• _What needs to be done_: Output every one of the following lines verbatim and in the same order, changing nothing.

------------------------------

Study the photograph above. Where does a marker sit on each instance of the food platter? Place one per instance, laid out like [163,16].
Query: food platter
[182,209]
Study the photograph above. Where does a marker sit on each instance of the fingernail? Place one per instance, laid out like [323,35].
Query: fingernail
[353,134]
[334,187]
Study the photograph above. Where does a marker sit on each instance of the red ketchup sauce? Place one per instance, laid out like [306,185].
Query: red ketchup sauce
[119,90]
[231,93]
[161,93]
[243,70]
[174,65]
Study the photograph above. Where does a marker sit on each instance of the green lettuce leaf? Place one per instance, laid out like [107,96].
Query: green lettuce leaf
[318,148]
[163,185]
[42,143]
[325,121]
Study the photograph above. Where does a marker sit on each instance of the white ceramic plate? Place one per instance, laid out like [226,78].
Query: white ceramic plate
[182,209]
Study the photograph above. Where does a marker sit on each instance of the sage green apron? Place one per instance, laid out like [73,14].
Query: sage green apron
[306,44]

------------------------------

• _The solution_:
Study the photograph above. Where does a marker sit on each instance of the food platter? Place one per instance, laid out like [163,16].
Query: food platter
[182,209]
Study the photograph above. Where does a marker sit on each instance of the fingernail? Place one per instance, laid out like [323,35].
Query: fingernail
[353,134]
[334,187]
Study the photograph above. Where does a marker sit on each instance of the red ketchup sauce? Place one per instance, laid out like [306,185].
Query: red ketchup sauce
[119,90]
[231,93]
[161,93]
[243,70]
[174,65]
Study the photograph above. Where does a marker sit on each instance of the green lettuce leaf? Place one per instance, laid out like [107,96].
Query: green lettuce leaf
[318,148]
[163,185]
[42,143]
[325,121]
Study the photograph above. Where does a marker sit on each instance of the white ceramic plate? Place one per instance, laid out like [226,78].
Query: white ceramic plate
[182,209]
Study the photograph above. Where does a marker sit on each instance of the sage green apron? Place one per instance, laid out like [73,14].
Query: sage green apron
[306,44]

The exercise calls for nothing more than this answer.